> _TASK STATEMENT_
Render every line of the records below as a string in a single JSON list, one string per line, skipping blank lines and leaving out the pictures.
□ □ □ □ □ □ □
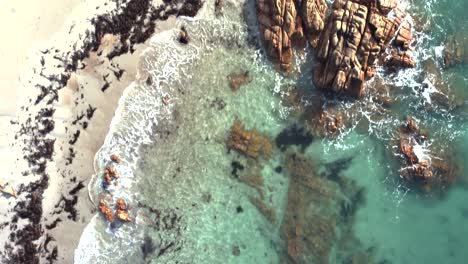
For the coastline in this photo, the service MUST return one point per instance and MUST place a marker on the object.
(94, 69)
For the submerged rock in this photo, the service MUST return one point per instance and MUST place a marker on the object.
(455, 50)
(249, 142)
(184, 38)
(357, 34)
(122, 211)
(115, 158)
(428, 166)
(106, 211)
(236, 80)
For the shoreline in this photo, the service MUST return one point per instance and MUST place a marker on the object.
(60, 146)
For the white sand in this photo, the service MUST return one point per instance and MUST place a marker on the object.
(36, 25)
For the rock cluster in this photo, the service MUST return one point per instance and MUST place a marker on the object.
(281, 26)
(420, 167)
(312, 227)
(354, 37)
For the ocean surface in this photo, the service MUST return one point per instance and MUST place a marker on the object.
□ □ □ □ □ □ □
> _RESPONSE_
[
  "For the coastline in this photo, the service MUST return one point per instance and MUST place a marker on the object.",
  "(94, 69)",
  "For the submerged rock in this photo, the service MUST return one point per instance and MUST place a marker on the object.",
  "(455, 50)",
  "(249, 142)",
  "(184, 38)",
  "(357, 34)",
  "(122, 211)",
  "(115, 158)",
  "(428, 166)",
  "(106, 211)",
  "(236, 80)",
  "For the shoreline in this photo, the service MUST return one point per instance and MUST place a marker on the object.",
  "(60, 146)",
  "For the white sand in this photo, the service MUST return one point per instance and MUST place a marker on the object.",
  "(36, 25)",
  "For the rock cluster in this photo, the service MUST return one point per instance and MUST place a marker on the object.",
  "(281, 26)",
  "(420, 167)",
  "(312, 227)",
  "(354, 37)",
  "For the ocean surface in this photo, the service MUST return one point per instance and MUST place a marker on the object."
]